§ **What you will do**: Set down, without alteration, the lines from the one that contains "For the benchmark, mark every instance of the bicycle spokes" through the final line of the material below.
***** The data
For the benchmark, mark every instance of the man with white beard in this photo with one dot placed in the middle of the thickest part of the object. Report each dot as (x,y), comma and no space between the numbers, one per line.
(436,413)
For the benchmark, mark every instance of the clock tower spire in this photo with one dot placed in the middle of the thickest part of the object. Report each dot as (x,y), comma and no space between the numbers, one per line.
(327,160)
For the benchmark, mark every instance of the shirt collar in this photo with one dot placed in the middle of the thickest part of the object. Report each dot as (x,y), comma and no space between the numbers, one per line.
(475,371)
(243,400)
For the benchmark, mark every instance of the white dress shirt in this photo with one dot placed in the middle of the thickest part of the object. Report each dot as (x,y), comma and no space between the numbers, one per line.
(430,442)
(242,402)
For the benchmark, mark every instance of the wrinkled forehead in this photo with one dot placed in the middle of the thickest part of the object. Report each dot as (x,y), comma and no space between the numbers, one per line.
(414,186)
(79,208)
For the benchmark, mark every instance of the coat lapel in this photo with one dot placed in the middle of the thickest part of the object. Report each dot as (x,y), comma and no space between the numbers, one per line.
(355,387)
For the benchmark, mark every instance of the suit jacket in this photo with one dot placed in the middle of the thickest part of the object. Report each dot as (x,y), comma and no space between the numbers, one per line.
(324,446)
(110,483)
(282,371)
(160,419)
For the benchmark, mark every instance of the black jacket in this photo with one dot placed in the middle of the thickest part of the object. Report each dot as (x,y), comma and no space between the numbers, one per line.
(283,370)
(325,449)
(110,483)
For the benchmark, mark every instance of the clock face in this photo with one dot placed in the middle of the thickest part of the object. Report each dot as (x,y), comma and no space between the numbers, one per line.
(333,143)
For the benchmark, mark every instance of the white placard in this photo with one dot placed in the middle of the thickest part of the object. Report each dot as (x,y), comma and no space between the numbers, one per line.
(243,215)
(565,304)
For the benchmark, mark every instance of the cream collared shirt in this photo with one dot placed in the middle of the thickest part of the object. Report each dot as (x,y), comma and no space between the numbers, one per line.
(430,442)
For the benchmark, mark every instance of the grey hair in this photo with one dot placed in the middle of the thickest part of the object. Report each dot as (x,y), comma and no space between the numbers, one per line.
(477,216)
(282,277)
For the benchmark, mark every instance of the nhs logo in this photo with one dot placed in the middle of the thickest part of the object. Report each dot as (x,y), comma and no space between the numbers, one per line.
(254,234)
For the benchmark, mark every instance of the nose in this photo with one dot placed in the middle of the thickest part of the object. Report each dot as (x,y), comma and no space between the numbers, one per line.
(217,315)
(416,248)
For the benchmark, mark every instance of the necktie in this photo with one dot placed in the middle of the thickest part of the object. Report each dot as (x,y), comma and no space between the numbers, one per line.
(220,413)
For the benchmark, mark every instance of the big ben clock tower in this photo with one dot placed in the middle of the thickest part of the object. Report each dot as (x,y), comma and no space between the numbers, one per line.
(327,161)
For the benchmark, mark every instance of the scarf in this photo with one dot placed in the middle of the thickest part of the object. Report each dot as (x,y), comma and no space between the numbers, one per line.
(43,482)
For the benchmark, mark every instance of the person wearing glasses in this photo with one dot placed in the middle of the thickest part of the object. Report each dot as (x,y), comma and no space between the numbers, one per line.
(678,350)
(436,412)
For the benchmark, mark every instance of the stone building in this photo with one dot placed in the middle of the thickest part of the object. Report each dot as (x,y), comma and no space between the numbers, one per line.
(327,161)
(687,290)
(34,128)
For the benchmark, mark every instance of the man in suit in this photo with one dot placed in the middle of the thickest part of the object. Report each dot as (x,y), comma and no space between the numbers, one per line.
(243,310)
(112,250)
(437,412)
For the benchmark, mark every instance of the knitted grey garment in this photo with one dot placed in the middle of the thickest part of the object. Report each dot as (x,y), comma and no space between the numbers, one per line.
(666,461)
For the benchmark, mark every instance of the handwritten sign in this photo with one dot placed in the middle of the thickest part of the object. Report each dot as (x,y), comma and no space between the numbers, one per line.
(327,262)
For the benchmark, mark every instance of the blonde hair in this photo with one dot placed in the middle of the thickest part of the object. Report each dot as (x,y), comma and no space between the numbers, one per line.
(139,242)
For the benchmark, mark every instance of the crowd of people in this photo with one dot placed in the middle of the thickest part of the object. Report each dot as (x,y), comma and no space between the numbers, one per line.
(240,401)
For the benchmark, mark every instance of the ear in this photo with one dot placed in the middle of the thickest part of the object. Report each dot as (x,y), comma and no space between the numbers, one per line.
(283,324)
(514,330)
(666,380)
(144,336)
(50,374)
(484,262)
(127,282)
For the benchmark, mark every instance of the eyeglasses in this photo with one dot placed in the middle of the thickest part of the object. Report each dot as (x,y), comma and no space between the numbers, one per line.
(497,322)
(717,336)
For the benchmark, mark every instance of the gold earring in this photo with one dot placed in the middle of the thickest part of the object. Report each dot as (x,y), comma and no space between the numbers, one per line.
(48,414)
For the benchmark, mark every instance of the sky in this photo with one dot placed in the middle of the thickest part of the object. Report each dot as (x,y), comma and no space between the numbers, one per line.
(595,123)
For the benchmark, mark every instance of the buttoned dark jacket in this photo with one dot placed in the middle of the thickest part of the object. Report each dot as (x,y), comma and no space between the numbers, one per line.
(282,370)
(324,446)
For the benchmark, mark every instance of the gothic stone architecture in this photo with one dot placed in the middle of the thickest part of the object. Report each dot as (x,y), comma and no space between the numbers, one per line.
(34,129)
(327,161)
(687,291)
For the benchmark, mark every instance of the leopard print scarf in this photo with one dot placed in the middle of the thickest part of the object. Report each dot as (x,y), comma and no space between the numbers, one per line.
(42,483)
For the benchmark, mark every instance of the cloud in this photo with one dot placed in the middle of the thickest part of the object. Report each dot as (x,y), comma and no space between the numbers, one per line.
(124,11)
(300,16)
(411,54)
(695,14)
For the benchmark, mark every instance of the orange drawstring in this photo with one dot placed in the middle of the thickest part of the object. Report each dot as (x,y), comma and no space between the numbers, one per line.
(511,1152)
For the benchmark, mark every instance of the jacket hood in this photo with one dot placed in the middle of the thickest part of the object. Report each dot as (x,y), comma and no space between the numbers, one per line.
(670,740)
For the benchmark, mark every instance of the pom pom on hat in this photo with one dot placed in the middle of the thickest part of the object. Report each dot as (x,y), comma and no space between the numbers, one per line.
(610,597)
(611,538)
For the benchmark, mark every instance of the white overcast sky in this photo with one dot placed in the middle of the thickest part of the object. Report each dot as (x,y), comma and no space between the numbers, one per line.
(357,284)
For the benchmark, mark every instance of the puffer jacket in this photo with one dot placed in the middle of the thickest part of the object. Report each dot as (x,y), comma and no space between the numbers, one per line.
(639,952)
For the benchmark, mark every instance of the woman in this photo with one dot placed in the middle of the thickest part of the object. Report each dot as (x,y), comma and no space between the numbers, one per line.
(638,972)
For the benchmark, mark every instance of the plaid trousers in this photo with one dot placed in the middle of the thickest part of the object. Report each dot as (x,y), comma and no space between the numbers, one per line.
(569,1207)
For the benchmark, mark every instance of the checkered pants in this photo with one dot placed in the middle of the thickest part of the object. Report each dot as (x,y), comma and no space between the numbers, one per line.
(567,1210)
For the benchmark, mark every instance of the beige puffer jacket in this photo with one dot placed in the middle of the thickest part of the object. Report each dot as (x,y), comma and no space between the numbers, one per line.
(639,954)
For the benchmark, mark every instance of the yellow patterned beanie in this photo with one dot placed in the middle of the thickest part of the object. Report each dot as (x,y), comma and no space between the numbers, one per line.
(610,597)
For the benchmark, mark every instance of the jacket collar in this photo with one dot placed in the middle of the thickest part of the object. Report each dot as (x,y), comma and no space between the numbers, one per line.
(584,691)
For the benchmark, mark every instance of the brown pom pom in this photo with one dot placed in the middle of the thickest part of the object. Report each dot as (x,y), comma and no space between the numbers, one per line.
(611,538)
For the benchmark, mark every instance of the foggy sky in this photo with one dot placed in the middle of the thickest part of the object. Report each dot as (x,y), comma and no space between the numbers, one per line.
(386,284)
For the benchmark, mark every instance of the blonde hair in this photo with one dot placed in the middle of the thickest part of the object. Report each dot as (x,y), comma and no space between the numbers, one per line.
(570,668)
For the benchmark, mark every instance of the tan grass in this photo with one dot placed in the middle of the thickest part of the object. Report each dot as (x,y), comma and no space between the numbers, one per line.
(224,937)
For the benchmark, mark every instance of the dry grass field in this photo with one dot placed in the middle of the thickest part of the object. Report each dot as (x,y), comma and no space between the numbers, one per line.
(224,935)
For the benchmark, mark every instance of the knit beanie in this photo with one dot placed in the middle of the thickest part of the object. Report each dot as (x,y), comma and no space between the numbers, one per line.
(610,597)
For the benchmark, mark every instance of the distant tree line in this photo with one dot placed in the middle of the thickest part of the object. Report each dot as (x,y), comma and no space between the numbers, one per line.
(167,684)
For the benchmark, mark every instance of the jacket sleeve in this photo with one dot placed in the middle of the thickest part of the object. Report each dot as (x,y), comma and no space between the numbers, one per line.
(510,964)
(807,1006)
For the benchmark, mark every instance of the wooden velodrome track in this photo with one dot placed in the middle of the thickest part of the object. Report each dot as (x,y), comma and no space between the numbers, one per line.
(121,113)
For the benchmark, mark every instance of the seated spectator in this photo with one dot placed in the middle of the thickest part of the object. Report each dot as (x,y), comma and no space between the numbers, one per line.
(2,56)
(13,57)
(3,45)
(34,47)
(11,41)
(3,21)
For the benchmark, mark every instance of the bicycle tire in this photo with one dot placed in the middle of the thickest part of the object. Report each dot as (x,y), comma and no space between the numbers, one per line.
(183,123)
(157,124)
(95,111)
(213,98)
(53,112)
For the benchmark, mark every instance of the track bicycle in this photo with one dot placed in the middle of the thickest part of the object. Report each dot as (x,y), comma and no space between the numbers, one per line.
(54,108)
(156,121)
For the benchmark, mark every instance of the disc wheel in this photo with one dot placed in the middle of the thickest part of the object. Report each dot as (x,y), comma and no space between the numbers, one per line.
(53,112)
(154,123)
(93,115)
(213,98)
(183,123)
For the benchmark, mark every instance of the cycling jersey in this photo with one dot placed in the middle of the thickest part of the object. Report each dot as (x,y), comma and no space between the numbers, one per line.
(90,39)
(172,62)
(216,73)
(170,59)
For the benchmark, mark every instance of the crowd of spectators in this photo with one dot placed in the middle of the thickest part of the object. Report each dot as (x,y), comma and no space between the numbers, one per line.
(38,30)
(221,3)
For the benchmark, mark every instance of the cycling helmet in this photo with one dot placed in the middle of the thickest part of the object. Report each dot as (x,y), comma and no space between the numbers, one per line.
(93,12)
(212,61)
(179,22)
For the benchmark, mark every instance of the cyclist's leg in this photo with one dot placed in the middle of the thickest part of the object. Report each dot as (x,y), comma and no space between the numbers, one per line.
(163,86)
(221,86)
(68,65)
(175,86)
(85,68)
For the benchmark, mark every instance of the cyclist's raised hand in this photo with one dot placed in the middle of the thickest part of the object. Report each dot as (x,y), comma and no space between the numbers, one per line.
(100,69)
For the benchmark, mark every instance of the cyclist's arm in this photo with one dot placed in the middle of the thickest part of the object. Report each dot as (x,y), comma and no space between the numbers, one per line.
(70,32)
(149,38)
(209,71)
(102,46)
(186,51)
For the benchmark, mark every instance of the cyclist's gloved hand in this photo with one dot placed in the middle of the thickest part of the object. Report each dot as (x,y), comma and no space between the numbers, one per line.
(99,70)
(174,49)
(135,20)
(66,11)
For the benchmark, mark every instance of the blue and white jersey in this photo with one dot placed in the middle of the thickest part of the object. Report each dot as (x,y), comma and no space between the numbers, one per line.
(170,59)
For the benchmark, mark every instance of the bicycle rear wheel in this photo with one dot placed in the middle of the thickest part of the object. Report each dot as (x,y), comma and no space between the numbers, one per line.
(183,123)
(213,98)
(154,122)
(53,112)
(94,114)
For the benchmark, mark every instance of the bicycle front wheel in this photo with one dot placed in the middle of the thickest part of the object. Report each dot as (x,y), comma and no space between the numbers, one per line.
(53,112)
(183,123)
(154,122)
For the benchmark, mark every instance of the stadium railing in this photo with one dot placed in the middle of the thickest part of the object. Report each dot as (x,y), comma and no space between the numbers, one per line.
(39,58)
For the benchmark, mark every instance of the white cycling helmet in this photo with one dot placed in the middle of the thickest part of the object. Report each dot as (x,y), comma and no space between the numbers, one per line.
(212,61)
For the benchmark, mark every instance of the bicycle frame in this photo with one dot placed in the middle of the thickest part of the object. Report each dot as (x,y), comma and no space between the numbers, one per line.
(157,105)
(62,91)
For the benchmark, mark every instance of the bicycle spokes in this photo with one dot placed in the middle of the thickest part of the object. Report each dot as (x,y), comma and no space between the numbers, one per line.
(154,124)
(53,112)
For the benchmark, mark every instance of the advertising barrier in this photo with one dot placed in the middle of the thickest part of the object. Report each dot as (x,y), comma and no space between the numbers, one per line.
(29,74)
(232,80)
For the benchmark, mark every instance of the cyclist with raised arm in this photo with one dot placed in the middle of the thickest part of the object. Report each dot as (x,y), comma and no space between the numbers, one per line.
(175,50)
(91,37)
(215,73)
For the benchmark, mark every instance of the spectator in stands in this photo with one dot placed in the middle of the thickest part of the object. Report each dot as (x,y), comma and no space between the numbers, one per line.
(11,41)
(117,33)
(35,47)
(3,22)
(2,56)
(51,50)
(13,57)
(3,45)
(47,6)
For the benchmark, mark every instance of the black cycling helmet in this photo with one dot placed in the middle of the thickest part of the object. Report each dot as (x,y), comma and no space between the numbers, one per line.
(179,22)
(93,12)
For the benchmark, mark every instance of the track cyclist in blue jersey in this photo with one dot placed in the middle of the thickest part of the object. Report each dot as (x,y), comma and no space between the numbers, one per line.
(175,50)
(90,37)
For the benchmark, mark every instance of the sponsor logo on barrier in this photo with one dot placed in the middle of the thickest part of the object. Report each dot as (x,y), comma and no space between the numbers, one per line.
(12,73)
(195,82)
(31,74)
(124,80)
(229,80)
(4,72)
**********
§ **Response to the task**:
For the benchmark, mark every instance of the bicycle spokes in this photo with one dot placed in the middle of the thickest part of the object. Report each dot as (x,y), comma and no space between the numbers, one per line.
(154,124)
(53,112)
For the benchmark, mark every instance of the advertising barrier in this photo with one dot placed in the middle of the thickest part of the object. Report each dot as (x,y), comma and no space between the numbers, one per line.
(29,74)
(232,80)
For the benchmark, mark every instance of the cyclist with raised arm in this photo with one dot placed in the middle of the thickest part of the object. Report each dot as (x,y), comma and no space between the numbers, one per line.
(175,50)
(91,37)
(215,73)
For the benchmark, mark every instance of the spectator in stands in this photo with one dot placed in the middle of the thickest part of the object. Report each dot as (x,y), comma and no space between the numbers, one per line.
(11,41)
(117,33)
(35,47)
(3,22)
(2,56)
(51,50)
(13,57)
(3,45)
(47,6)
For the benchmark, mark every instance of the black cycling helmet in this photo with one dot placed in the middle of the thickest part of the object. Report each dot as (x,y), comma and no space between the numbers, one per line.
(179,22)
(93,12)
For the benchmark, mark every instance of the track cyclist in blue jersey in this photo with one dot placed in the middle of the thickest part of the object. Report each dot as (x,y), comma and no space between the numbers, one per line.
(175,50)
(90,37)
For the benchmark, mark every instance of the sponsor logo on barrier in this photo with one dot placed in the middle of the thickest part of the object. Report each dot as (x,y), comma and no space between the numbers, one per line.
(12,73)
(195,82)
(31,74)
(124,80)
(229,80)
(4,72)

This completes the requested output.